>> Begin Recorded information

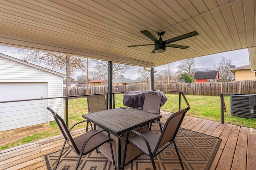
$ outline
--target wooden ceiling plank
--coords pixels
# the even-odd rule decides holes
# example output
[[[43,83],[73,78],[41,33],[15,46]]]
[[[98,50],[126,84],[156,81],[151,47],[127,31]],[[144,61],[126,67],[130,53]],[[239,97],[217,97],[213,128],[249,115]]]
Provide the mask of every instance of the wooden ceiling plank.
[[[218,18],[217,20],[216,20],[216,22],[218,25],[219,25],[219,27],[222,33],[222,36],[228,42],[227,45],[230,47],[231,50],[236,49],[234,41],[232,39],[229,29],[227,27],[227,25],[225,20],[223,18],[221,12],[220,10],[216,10],[213,11],[212,14],[214,18]],[[221,35],[220,35],[220,36],[221,36]]]
[[[235,19],[233,16],[230,6],[225,6],[220,10],[225,19],[226,23],[228,25],[229,32],[233,40],[236,49],[240,49],[242,47],[238,33],[238,28],[235,22]]]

>> End Recorded information

#### [Task requirements]
Reproduce the listing above line for line, leaving out the picture.

#### [Task result]
$ outline
--target wooden ceiling plank
--coords pixels
# the even-odd rule decides holes
# example output
[[[43,83],[73,78],[41,33],[15,46]]]
[[[98,50],[126,84],[156,81],[151,47],[127,31]],[[144,61],[126,67],[130,53]],[[239,97],[217,97],[213,128],[249,115]]]
Provide the mask of every instance of the wooden ceiling plank.
[[[218,18],[217,20],[216,20],[216,22],[218,25],[219,25],[219,27],[222,33],[222,36],[228,42],[227,45],[230,47],[231,50],[236,49],[234,41],[232,39],[229,29],[227,27],[227,25],[225,20],[223,18],[221,12],[220,10],[216,10],[213,11],[212,14],[214,18]],[[221,35],[220,35],[220,36],[221,36]]]
[[[235,19],[233,16],[230,6],[225,6],[220,10],[225,19],[226,23],[228,25],[229,32],[233,40],[236,49],[240,49],[242,47],[238,33],[238,28],[235,22]]]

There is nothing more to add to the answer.